TASK TO COMPLETE: Reproduce the material from the line that has "Round one — Name the bounding box that frames the cross" through the line that has "88, 113, 102, 127", keeping every line and offsetting each coordinate by adding 89 to it.

LISTED RECORDS:
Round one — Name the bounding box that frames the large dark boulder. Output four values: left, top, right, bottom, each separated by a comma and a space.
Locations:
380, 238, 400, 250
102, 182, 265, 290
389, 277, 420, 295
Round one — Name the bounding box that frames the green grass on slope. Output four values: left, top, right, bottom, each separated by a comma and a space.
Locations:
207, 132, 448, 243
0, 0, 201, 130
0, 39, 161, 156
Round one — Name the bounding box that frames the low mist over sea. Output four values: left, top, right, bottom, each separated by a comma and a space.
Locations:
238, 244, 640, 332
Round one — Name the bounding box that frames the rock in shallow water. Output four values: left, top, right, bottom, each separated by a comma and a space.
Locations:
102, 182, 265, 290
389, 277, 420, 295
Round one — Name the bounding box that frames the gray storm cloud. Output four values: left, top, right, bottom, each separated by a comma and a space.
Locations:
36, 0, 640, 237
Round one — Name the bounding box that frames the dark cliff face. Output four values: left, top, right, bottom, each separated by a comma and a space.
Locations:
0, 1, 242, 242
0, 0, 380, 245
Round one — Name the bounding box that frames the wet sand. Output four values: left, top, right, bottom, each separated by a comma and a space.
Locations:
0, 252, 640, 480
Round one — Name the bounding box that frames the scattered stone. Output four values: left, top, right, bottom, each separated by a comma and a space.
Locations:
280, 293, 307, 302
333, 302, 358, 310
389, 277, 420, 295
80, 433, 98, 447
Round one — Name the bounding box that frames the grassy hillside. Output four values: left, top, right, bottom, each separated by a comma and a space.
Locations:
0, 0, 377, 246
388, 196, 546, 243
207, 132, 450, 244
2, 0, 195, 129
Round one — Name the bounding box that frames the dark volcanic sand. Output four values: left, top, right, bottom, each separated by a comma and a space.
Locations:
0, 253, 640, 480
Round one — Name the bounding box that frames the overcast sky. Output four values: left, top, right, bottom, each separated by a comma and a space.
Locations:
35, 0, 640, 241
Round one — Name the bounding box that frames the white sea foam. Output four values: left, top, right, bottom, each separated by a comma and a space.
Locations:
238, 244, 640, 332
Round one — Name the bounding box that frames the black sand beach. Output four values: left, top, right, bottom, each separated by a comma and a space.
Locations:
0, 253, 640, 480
* * *
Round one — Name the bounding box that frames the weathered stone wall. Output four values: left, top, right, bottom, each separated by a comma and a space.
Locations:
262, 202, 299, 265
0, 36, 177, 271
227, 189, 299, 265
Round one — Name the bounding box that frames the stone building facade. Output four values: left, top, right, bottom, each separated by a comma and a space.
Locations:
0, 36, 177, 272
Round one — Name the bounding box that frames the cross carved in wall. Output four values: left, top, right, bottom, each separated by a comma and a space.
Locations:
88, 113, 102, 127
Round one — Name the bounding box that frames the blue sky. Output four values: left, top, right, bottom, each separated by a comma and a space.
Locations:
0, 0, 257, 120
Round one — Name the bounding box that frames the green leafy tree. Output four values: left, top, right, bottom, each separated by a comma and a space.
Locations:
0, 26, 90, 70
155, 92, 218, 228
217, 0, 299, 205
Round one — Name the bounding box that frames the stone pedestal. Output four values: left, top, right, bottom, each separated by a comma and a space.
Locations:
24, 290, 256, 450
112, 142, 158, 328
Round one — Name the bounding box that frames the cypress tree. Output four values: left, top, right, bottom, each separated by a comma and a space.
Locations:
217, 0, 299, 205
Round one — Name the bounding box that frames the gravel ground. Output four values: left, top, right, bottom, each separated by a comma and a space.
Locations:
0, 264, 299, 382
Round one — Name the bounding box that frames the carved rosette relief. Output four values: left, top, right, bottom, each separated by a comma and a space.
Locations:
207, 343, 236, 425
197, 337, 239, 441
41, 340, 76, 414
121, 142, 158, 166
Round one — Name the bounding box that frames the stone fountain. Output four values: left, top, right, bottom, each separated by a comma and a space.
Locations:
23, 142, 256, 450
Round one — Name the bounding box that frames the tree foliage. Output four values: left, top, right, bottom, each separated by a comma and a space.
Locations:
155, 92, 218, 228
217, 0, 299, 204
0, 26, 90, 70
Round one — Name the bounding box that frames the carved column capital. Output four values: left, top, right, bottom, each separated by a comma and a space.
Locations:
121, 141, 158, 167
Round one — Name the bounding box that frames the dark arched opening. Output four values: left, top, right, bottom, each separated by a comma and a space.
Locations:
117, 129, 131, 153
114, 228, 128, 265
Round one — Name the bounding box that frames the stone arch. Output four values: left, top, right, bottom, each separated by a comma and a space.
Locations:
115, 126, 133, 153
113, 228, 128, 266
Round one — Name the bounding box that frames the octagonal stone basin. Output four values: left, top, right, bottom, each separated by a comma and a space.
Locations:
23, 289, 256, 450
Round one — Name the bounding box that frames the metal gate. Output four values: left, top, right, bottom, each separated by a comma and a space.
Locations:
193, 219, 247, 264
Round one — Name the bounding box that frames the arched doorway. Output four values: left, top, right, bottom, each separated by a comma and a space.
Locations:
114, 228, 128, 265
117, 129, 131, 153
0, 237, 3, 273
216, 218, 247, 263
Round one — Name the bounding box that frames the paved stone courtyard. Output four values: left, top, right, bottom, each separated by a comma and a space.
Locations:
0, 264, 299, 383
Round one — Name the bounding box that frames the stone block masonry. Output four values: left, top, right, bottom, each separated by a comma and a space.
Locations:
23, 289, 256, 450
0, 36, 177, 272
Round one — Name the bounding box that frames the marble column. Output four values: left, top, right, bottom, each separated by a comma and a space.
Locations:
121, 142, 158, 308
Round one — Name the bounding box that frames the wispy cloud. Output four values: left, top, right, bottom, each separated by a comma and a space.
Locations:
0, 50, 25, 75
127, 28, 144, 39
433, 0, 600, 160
--
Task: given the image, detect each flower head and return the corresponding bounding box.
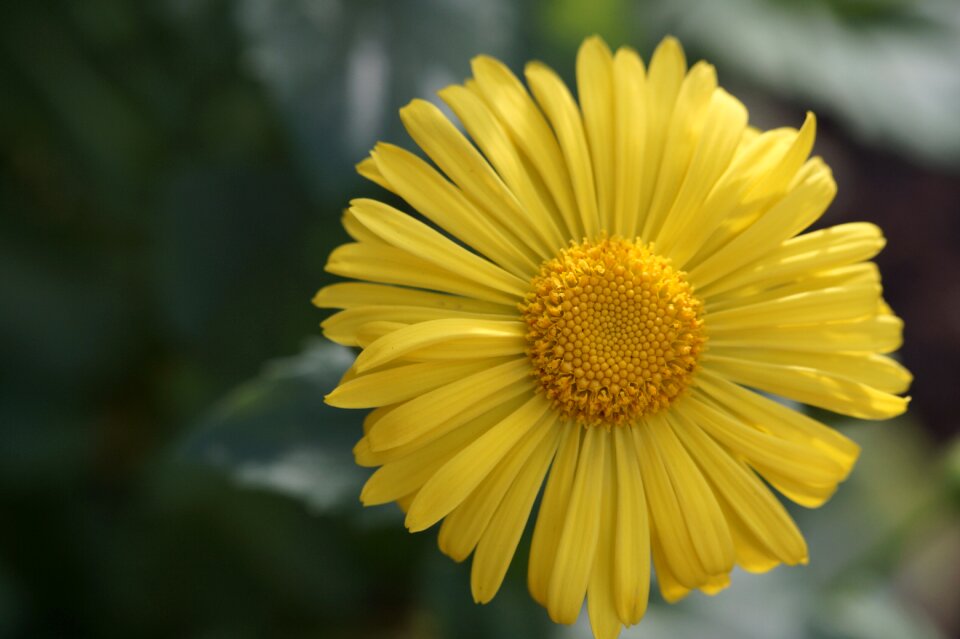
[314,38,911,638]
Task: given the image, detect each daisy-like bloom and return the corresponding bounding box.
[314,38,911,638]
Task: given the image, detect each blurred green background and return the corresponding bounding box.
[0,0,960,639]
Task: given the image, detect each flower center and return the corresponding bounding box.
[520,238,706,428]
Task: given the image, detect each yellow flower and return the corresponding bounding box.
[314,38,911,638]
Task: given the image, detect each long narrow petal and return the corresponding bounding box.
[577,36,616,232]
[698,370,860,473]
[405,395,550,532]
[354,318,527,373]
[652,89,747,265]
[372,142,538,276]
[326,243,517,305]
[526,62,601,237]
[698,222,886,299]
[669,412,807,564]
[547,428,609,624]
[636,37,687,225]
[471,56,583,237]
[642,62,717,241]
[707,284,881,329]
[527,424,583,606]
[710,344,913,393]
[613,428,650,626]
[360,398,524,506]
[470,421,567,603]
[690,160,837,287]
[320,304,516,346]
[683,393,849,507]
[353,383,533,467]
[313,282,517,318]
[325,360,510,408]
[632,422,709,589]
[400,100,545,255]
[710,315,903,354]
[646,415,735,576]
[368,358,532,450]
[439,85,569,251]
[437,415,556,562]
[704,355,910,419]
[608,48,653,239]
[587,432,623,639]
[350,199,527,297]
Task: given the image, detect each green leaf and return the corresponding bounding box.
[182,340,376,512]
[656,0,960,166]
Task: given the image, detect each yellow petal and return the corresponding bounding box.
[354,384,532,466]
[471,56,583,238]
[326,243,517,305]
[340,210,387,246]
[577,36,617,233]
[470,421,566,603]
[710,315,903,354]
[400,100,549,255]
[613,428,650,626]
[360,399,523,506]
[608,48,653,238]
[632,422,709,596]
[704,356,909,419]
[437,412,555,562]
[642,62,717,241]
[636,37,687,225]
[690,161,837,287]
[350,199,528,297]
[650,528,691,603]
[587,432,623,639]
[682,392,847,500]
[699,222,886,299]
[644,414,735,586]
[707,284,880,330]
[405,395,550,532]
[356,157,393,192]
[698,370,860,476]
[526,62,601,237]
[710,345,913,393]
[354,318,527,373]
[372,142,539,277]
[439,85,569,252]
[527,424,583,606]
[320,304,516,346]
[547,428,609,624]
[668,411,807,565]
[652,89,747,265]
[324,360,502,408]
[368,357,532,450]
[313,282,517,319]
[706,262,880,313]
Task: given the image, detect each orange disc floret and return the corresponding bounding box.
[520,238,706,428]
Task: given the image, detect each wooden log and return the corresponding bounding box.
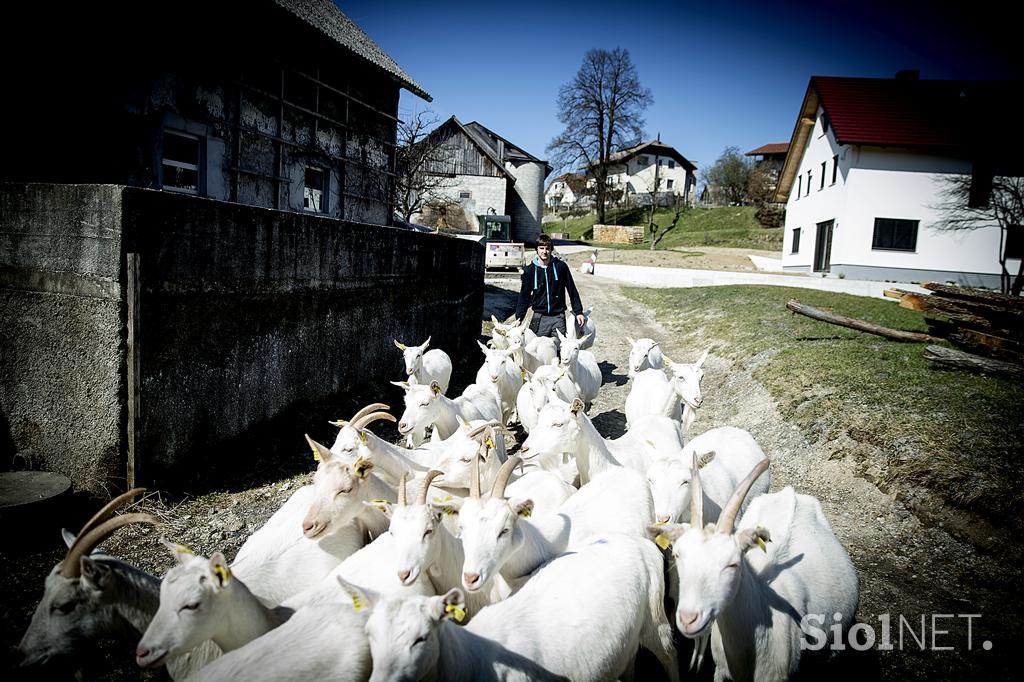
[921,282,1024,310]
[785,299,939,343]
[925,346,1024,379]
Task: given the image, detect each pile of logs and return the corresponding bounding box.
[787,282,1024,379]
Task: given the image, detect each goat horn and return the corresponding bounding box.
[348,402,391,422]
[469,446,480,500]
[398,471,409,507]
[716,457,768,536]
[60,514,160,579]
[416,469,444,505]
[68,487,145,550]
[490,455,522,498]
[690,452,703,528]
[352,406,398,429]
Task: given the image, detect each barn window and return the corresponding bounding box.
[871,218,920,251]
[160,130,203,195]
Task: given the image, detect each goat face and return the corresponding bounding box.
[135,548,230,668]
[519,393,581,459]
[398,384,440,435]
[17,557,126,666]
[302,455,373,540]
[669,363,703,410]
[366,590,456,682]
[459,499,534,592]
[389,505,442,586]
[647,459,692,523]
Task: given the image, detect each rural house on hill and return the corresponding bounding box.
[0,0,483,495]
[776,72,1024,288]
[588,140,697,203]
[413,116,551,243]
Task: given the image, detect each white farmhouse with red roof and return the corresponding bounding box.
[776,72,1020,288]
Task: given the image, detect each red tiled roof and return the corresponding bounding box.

RESULT OF THE TASK:
Round one — Name the bounding box that frames the cross carved in wall. Output four values: left, top, right, bottom, each separated by a comma and a space.
Locations:
177, 202, 191, 216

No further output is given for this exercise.